ASSIGNMENT A ▸ Using the summary of The Old Man and the Sea, decide whether each statement agrees with it: (i) Santiago has gone 84 days without catching anything; (ii) Santiago keeps his harpoon after killing the Mako shark; (iii) the marlin's skeleton is twenty feet long. Answer yes or no for each, and quote the words from the summary that settle it.
ASSIGNMENT B ▸ Turn the paragraph of the summary of The Old Man and the Sea that begins "On the morning of the 85th day" into a short list that keeps its main facts.
ASSIGNMENT C ▸ Resume the summary of The Old Man and the Sea, picking up right after its final sentence.

TEXT ▸
__________

The old man and the sea - Ernest Hemingway
General
Title: The old man and the sea
Author: Ernest Hemingway
Place 1st publication: United States
Read version: 1993, Arrow Books
Pages: 109
Contents
Summary: For 84 days, the old fisherman Santiago has caught nothing. Alone, impoverished, and facing his own mortality, Santiago is now considered unlucky. So Manolin (Santiago's fishing partner until recently and the young man Santiago has taught since the age of five) has been constrained by his parents to fish in another, more productive boat. Every evening, though, when Santiago again returns empty-handed, Manolin helps carry home the old man's equipment, keeps him company, and brings him food.
On the morning of the 85th day, Santiago sets out before dawn on a three-day odyssey that takes him far out to sea. In search of an epic catch, he eventually does snag a marlin of epic proportions, enduring tremendous hardship to land the great fish. He straps the marlin along the length of his skiff and heads for home, hardly believing his own victory. Within an hour, a Mako shark attacks the marlin, tearing away a great hunk of its flesh and mutilating Santiago's prize. Santiago fights the Mako, enduring great suffering, and eventually kills it with his harpoon, which he loses in the struggle.
The great tear in the marlin's flesh releases the fish's blood and scent into the water, attracting packs of shovel-nosed sharks. With whatever equipment remains on board, Santiago repeatedly fights off the packs of these scavengers, enduring exhaustion and great physical pain, even tearing something in his chest. Eventually, the sharks pick the marlin clean. Defeated, Santiago reaches shore and beaches the skiff. Alone in the dark, he looks back at the marlin's skeleton in the reflection from a street light and then stumbles home to his shack, falling face down onto his cot in exhaustion.
The next morning, Manolin finds Santiago in his hut and cries over the old man's injuries. Manolin fetches coffee and hears from the other fisherman what he had already seen — that the marlin's skeleton lashed to the skiff is eighteen feet long, the greatest fish the village has known. Manolin sits with Santiago until he awakes and then gives the old man some coffee. The old man tells Manolin that he was beaten. But Manolin reassures him that the great fish didn't beat him and that they will fish together again, that luck doesn't matter, and that the old man still has much to teach him.

__________

Recorded data
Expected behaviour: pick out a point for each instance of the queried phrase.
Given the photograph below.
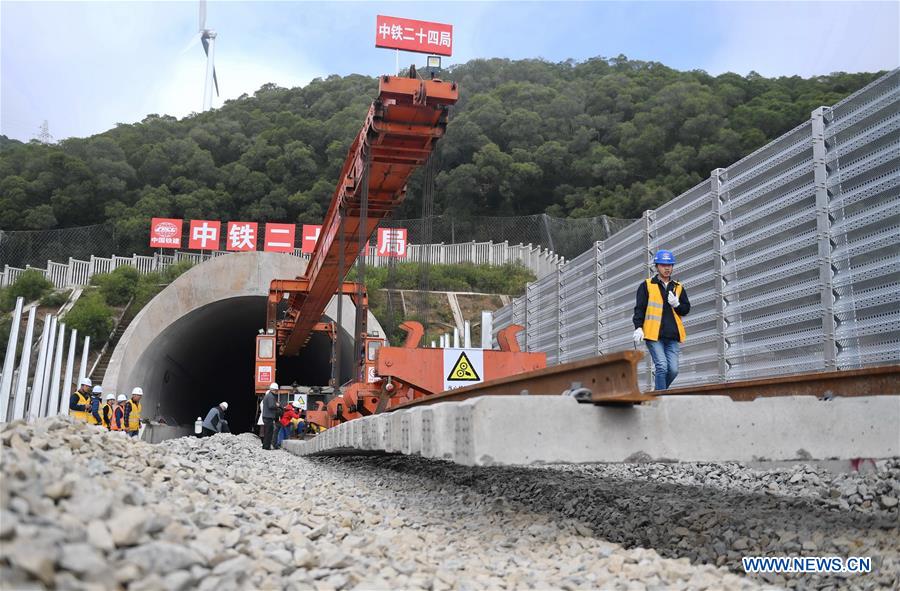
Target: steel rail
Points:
(612, 380)
(870, 381)
(608, 379)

__________

ANSWER A ▸
(i) Yes: "For 84 days, the old fisherman Santiago has caught nothing."
(ii) No: "eventually kills it with his harpoon, which he loses in the struggle."
(iii) No: "the marlin's skeleton lashed to the skiff is eighteen feet long"

ANSWER B ▸
- Before dawn on the 85th day, Santiago sets out on a three-day trip far out to sea.
- After great hardship, he hooks and lands a huge marlin.
- He ties the marlin along the length of his skiff and heads home.
- Within an hour, a Mako shark attacks and tears away a large piece of the marlin's flesh.
- Santiago fights the Mako, suffers greatly, and kills it with his harpoon, but loses the harpoon in the struggle.

ANSWER C ▸
That afternoon, some tourists see the marlin's skeleton waiting to go out with the tide and ask a waiter what it is. Trying to explain what happened to the marlin, the waiter replies, "Eshark." But the tourists misunderstand and assume that's what the skeleton is. Back in his shack, with Manolin sitting beside him, Santiago sleeps again and dreams of the young lions he had seen along the coast of Africa when he was a young man.
Setting: In the beginning the story takes place in a fishing village near Havana on Cuba. When Santiago goes out to sea the story take place in the gulf stream of Mexico. There are no chapter breaks in the book, but the whole book covers five days. Day one is the start of the book until the old man falls asleep. The second day begins when the old man wakes up until sunrise of the next day. The third day begins at the sunrise until the old man dreams of the lions in his skiff. The fourth day begins when the old man wakes and ends when the old man gets back to his shack in the night. The fifth and final day begins when the boy sees Santiago in the morning and goes until the end of the book. The story speaks of Joe DiMaggio, of planes and radio’s, which means the story will have taken place between 1940 and 1950. The story is chronologically told.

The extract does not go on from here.